*RECORD EXTRACTS*.
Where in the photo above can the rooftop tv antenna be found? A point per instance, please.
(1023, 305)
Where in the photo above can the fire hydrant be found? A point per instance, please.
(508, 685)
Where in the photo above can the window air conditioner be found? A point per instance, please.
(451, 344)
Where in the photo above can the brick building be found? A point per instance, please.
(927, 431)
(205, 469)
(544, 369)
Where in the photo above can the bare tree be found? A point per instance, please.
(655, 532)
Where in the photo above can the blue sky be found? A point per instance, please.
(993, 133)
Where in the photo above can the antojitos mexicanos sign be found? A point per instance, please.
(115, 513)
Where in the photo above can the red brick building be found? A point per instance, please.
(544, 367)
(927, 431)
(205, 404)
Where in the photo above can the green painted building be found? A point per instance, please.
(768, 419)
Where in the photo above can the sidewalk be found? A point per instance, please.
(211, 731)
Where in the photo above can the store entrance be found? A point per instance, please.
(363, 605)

*INSTRUCTIONS FOR THE TASK*. Copy the part of the listing that opens with the line containing "Where in the photo above can the red" and runs through the end of the listing, keeping every line as it appears.

*RESPONSE TO THE EXERCISE*.
Where in the photo above can the red brick building be found? A point per instance, please.
(544, 367)
(927, 431)
(205, 404)
Where in the photo above can the green painted building be found? A point per instance, please.
(768, 419)
Where in the photo above can the sidewalk be found? A point per instance, please.
(211, 731)
Where in the photo above can the store entrance be found? A point per instance, please.
(363, 605)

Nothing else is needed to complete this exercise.